--- BEGIN Given entries ---

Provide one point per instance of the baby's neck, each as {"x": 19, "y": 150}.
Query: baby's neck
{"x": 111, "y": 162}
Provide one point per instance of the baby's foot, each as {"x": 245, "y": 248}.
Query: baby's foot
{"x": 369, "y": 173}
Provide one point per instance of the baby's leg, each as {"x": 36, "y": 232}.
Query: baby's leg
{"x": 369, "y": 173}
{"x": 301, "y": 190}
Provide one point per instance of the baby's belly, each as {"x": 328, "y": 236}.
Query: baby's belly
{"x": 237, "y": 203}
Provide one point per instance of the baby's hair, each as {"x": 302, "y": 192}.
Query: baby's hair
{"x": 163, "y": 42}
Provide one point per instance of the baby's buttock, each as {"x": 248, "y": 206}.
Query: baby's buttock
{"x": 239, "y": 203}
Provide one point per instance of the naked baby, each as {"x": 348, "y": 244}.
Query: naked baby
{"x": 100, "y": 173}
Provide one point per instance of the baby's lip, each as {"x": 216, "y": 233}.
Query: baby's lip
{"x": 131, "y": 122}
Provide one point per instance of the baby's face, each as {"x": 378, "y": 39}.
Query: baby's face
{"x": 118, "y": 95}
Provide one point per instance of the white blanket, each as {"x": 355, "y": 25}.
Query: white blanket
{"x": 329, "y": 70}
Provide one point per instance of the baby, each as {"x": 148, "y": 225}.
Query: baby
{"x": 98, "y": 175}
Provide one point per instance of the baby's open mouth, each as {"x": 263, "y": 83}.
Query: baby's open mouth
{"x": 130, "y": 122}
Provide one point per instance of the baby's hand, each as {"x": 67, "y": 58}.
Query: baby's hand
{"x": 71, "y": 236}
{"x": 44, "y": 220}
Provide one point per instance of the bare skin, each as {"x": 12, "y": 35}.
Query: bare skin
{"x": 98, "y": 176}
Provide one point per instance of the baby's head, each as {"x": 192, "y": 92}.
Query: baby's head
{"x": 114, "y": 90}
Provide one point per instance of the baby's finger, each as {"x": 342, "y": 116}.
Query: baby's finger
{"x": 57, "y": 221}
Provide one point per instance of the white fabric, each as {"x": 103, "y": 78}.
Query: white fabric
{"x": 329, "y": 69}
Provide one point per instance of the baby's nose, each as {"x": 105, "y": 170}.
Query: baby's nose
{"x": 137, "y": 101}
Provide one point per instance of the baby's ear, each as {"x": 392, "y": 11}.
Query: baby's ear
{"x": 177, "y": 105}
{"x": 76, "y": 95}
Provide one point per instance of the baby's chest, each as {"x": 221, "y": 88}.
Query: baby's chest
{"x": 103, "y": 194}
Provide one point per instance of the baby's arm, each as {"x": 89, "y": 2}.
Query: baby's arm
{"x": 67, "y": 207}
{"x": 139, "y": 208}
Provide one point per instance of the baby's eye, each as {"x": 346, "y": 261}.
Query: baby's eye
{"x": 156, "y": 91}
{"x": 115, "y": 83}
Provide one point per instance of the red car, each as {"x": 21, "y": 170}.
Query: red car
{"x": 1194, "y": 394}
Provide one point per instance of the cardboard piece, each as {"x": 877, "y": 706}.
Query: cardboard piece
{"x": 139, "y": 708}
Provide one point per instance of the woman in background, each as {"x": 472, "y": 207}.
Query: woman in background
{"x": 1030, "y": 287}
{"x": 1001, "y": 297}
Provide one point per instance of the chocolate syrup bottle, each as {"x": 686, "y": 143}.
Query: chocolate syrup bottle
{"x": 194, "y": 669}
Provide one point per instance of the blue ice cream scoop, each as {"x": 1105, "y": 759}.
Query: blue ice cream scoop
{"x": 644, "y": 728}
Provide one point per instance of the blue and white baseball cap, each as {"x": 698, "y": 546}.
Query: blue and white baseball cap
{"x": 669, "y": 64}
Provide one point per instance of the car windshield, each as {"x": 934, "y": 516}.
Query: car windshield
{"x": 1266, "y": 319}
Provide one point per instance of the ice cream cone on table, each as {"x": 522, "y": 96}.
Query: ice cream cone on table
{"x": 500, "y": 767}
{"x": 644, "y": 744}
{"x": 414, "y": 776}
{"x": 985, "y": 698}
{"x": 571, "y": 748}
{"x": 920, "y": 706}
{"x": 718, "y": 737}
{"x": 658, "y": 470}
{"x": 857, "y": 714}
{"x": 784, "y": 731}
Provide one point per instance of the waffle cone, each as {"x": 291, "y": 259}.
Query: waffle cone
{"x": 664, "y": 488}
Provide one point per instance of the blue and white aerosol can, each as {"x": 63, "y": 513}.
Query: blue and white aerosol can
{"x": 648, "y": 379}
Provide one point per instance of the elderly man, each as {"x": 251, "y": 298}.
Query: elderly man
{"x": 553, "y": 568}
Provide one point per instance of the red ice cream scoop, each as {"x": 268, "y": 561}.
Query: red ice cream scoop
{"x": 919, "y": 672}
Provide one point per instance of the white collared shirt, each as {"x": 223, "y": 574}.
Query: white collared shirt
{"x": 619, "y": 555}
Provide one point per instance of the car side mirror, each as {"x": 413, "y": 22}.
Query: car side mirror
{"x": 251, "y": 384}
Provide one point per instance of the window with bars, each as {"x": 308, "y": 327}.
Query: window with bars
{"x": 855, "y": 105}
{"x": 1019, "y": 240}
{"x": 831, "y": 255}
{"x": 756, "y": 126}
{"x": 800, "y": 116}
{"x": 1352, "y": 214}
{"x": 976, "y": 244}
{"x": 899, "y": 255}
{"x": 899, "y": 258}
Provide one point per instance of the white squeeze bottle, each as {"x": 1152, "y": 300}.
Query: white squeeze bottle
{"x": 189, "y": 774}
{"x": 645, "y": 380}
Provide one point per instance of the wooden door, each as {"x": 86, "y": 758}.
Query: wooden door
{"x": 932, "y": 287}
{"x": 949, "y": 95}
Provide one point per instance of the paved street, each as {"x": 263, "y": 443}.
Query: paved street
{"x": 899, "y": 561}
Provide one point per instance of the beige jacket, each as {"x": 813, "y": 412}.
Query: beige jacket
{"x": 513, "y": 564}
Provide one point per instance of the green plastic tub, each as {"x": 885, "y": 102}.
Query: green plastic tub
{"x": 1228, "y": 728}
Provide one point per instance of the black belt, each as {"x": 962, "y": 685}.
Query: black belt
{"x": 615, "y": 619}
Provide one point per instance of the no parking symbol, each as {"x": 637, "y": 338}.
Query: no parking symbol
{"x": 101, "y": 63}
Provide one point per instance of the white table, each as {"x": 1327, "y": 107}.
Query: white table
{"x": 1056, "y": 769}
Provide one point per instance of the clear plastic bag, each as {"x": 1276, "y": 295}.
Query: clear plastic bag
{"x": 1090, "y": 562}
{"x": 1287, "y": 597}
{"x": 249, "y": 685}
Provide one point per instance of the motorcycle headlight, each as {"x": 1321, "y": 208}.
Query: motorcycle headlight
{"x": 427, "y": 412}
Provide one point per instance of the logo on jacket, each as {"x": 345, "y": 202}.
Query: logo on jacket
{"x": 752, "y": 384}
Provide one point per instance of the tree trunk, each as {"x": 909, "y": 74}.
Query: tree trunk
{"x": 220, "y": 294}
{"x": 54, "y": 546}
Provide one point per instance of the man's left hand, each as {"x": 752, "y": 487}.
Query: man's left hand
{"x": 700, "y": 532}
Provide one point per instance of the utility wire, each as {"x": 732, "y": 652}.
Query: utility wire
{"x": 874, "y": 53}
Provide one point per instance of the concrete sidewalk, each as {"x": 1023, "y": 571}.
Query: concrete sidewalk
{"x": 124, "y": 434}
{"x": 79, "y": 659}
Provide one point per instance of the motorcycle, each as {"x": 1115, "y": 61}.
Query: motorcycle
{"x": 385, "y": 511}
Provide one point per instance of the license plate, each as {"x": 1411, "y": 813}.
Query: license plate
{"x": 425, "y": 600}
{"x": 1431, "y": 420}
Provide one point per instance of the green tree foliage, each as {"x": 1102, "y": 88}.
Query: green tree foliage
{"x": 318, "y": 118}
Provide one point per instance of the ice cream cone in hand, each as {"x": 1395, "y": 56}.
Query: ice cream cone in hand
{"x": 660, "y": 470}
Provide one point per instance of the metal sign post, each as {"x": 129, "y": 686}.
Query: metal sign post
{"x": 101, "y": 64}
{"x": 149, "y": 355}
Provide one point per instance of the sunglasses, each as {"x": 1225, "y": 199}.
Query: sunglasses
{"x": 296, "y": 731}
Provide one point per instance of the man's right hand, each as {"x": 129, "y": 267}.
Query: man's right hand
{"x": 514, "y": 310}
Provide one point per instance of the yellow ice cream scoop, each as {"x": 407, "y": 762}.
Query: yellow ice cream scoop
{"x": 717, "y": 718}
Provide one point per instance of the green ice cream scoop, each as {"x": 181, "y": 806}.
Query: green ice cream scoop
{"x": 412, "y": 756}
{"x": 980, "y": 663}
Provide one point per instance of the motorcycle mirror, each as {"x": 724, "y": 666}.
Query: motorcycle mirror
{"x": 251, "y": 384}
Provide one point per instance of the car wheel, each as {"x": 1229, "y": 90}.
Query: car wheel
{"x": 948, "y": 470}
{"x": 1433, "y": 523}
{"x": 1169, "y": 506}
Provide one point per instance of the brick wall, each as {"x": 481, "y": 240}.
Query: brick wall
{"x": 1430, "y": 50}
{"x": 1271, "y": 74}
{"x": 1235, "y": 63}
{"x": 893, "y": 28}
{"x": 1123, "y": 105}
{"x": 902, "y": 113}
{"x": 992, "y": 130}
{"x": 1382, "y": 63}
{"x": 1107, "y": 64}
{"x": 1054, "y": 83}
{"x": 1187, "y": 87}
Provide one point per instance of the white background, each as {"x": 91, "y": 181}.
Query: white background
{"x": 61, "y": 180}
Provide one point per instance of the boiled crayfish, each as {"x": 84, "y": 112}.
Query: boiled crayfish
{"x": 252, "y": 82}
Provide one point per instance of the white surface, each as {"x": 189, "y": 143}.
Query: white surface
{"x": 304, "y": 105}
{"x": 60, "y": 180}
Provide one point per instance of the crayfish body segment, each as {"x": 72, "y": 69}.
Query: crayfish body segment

--- END Given entries ---

▸ Required task
Copy out exactly the lines between the line with "Provide one point per instance of the brick" and the last line of the entries, counting both of those lines.

▸ Exercise response
Provide one point per instance of the brick wall, each as {"x": 481, "y": 240}.
Query: brick wall
{"x": 1430, "y": 50}
{"x": 1271, "y": 74}
{"x": 1235, "y": 63}
{"x": 893, "y": 28}
{"x": 1123, "y": 105}
{"x": 902, "y": 113}
{"x": 992, "y": 130}
{"x": 1382, "y": 63}
{"x": 1107, "y": 64}
{"x": 1054, "y": 83}
{"x": 1187, "y": 87}
Provide one point per instance of the white background, each as {"x": 91, "y": 181}.
Query: white background
{"x": 61, "y": 180}
Provide one point per instance of the boiled crayfish, each as {"x": 84, "y": 112}.
Query: boiled crayfish
{"x": 252, "y": 82}
Provide one point per instance of the white surface, each as {"x": 189, "y": 143}.
Query: white surface
{"x": 304, "y": 105}
{"x": 60, "y": 180}
Provide one point per instance of the crayfish body segment, each as {"x": 72, "y": 69}.
Query: crayfish body segment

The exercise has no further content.